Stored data
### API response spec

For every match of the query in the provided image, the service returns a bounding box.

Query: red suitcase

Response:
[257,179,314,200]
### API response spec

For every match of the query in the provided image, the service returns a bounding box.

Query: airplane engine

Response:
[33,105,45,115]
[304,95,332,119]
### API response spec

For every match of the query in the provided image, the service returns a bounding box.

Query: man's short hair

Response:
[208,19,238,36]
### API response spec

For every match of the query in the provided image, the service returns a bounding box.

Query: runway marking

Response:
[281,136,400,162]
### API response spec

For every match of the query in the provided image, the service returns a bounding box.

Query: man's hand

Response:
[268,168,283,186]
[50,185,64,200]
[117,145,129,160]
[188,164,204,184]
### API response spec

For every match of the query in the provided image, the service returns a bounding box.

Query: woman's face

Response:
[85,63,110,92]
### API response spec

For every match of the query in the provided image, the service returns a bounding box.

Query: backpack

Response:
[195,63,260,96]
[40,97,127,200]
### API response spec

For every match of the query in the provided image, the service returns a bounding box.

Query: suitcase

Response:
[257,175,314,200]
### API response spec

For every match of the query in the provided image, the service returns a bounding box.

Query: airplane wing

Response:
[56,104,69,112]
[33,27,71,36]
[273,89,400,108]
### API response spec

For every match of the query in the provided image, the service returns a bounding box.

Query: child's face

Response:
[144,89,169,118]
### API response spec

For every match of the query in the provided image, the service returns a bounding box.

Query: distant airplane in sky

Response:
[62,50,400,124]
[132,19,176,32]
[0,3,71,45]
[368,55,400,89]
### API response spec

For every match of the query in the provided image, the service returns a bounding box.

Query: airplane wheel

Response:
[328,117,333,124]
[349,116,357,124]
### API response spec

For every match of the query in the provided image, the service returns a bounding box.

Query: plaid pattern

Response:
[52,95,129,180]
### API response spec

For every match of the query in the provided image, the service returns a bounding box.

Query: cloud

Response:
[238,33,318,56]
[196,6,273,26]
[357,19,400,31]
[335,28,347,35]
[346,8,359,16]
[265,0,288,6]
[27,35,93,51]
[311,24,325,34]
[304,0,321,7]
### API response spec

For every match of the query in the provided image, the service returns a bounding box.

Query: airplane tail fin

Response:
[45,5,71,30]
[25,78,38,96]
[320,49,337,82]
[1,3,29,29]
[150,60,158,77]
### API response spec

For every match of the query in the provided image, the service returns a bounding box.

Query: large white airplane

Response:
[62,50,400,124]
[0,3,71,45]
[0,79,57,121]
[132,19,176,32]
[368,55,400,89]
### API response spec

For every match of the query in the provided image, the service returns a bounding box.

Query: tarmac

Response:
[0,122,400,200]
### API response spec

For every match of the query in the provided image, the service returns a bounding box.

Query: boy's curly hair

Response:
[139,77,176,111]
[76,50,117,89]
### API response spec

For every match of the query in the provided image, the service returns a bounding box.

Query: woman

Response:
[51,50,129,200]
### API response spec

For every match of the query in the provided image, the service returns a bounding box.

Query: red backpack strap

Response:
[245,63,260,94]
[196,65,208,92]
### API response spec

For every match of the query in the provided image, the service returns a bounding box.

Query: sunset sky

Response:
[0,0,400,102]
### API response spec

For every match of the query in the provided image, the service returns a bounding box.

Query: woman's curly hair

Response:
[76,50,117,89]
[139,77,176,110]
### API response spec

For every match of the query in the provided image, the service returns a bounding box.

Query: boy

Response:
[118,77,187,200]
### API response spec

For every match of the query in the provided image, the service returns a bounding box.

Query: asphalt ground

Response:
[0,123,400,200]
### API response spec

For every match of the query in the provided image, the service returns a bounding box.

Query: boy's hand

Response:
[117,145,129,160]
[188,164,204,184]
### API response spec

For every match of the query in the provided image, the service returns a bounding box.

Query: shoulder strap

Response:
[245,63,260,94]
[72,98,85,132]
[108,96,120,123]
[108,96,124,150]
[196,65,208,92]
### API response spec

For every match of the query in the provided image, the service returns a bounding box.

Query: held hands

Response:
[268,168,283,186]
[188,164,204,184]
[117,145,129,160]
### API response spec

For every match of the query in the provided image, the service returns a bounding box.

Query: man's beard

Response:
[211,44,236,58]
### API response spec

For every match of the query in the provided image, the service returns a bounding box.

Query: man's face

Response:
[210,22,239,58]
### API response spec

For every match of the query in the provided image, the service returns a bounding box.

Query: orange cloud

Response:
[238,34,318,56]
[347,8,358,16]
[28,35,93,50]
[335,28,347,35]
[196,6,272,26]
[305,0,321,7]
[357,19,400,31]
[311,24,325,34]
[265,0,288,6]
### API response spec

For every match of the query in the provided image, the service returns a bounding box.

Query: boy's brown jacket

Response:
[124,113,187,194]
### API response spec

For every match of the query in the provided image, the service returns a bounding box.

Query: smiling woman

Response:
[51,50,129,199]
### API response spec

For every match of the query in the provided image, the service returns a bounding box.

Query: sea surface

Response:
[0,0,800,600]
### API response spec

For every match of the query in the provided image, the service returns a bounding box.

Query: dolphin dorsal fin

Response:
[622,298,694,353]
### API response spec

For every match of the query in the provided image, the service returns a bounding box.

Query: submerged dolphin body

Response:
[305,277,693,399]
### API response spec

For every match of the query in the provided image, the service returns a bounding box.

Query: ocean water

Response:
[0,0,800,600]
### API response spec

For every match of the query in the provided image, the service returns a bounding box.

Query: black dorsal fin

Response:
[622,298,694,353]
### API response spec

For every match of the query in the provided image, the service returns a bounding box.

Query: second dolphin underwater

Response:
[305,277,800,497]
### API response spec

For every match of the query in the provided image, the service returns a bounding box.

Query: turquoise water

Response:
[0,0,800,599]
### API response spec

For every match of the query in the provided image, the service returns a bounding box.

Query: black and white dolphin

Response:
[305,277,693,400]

■ **WORK TO BE COMPLETED**:
Please render the rows above as a two-column CSV with the header query_text,response and one line per row. Put each row's full text in the first column and its answer in the second, with each value in one quoted field and its line breaks replaced by spaces.

■ **TASK RESPONSE**:
query_text,response
"### API response spec For every match of the query in the provided image, the service returns a bounding box. Query: red suitcase Response:","[257,179,314,200]"
"### API response spec For every match of the query in the provided image, the service returns a bounding box. Query: airplane engine Response:","[33,105,45,115] [304,95,332,119]"
"### API response spec For every match of the query in the provided image, the service returns a bounding box. Query: man's short hair Response:","[208,19,238,36]"
"### API response spec For every match of the query in the provided image, the service returns a bounding box. Query: runway marking Response:","[281,136,400,162]"
"### API response spec For every match of the query in the provided image, the service returns a bounding box. Query: man's hand Response:","[268,168,283,186] [50,185,64,200] [117,145,129,160] [188,164,204,184]"
"### API response spec For every match of the query in the provided image, the service returns a bounding box. Query: woman's face Response:","[85,63,110,92]"
"### API response spec For every match of the query in the provided image, the service returns a bounding box. Query: backpack Response:","[195,63,260,96] [40,97,127,200]"
"### API response spec For every match of the query in the provided image, the service returns a bounding box. Query: suitcase Response:","[257,175,314,200]"
"### API response spec For every match of the query in the provided image, the service returns a bounding box. Query: airplane wing Response:","[56,104,69,112] [33,27,71,36] [273,89,400,108]"
"### API response spec For every match of the query in the provided image, the service returns a bounding box. Query: child's face Response:","[144,89,169,118]"
"### API response spec For every match of the query in the provided image, the service returns a bounding box. Query: distant airplane in sky Response:","[62,50,400,124] [132,19,176,32] [0,3,71,45] [368,55,400,89]"
"### API response spec For every match of the query in the provided image, the service returns a bounding box. Query: airplane wheel Response:","[328,117,333,124] [349,116,357,124]"
"### API response spec For every match of the query in the provided image, the service returns a bounding box. Query: plaid pattern Response:","[52,95,129,180]"
"### API response spec For every match of the query in the provided image, the service returns a bounding box. Query: cloud Response:","[238,33,318,56] [196,6,273,26] [357,19,400,31] [335,28,347,35] [346,8,359,16] [265,0,288,6] [27,35,93,51] [311,24,325,34] [304,0,321,7]"
"### API response spec For every match of the query in the provided image, the service returns a bounding box. Query: airplane tail fin Response:","[45,5,71,30] [25,78,38,96] [320,49,337,82] [1,3,29,29] [150,60,158,77]"
"### API response spec For every match of the query in the provided image, the service returns a bounding box. Query: large white airplane Response:","[62,50,400,124] [0,3,71,45] [0,79,57,121] [132,19,176,32] [368,55,400,89]"
"### API response spec For every match of the query in the provided image, the service returns a bounding box. Query: tarmac Response:","[0,122,400,200]"
"### API response spec For every match of the query in the provided image, the service returns a bounding box. Query: boy's curly hair Response:","[139,77,176,111] [76,50,117,89]"
"### API response spec For every match of the query in the provided image, the service returns a bounding box. Query: woman Response:","[51,50,129,200]"
"### API response spec For every match of the query in the provided image, the service returns a bounding box. Query: red backpack strap Response:","[245,63,260,94] [196,65,208,92]"
"### API response spec For every match of the query in the provided image, the service returns a bounding box. Query: sunset sky Response:","[0,0,400,102]"
"### API response spec For every match of the query in the provided image, the service returns a bounding box. Query: woman's curly hair Response:","[76,50,117,89] [139,77,176,110]"
"### API response spec For every match of the query in the provided image, the service returns a bounding box. Query: boy Response:","[118,77,187,200]"
"### API response spec For every match of the query in the provided image, the service returns a bounding box. Query: asphalt ground Response:","[0,123,400,200]"
"### API response spec For every match of the query in the provided image, the service returns a bounding box. Query: boy's hand Response:","[117,145,129,160] [188,164,204,184]"
"### API response spec For every match of the query in the provided image, the service returns a bounding box. Query: shoulder strap Response:","[245,63,260,94] [72,98,85,132] [108,96,120,123] [108,96,124,150] [196,65,208,92]"
"### API response spec For every match of the query in the provided image, the service returns a bounding box. Query: held hands Response:","[268,168,283,186] [188,164,204,184] [117,145,129,160]"
"### API response spec For every match of the query in the provided image, the service returns a bounding box. Query: man's beard Response:","[211,44,236,58]"
"### API response spec For every match of the query in the provided image, the service returns a bounding box. Query: man's face Response:","[210,22,239,58]"
"### API response spec For every match of the query in the provided image, the service returns a bounding box. Query: orange cloud Response:","[238,34,318,56] [347,8,358,16] [28,35,93,50] [335,28,347,35] [196,6,272,26] [305,0,321,7] [357,19,400,31] [311,24,325,34] [265,0,288,6]"
"### API response spec For every match of the query in the provided image, the service returns a bounding box. Query: boy's brown jacket Response:","[124,113,187,194]"
"### API response spec For every match of the query in the provided image, the service returns a bounding box. Query: smiling woman Response:","[51,50,129,199]"
"### API response spec For every match of the query in the provided image, the service returns a bounding box. Query: sea surface Response:","[0,0,800,600]"
"### API response spec For every match of the query in the provided image, the service returns a bounding box. Query: dolphin dorsal fin Response:","[622,298,694,353]"
"### API response spec For every match of the query in the provided image, the service returns a bounding box. Query: submerged dolphin body Response:","[305,277,693,399]"
"### API response spec For every match of the query in the provided image, the service returns a bounding box. Query: ocean water Response:","[0,0,800,600]"
"### API response spec For every match of the query in the provided image, the service returns a bounding box. Query: black dorsal fin Response:","[622,298,694,353]"
"### API response spec For every match of the query in the provided image, the service returns a bounding box. Query: second dolphin underwater Response:","[305,277,800,497]"
"### API response spec For every match of the query in the provided image, the service returns a bounding box. Query: turquoise water Response:","[0,0,800,599]"
"### API response spec For every match of the query in the provided image, the service returns a bounding box. Query: black and white dolphin Response:","[305,277,693,400]"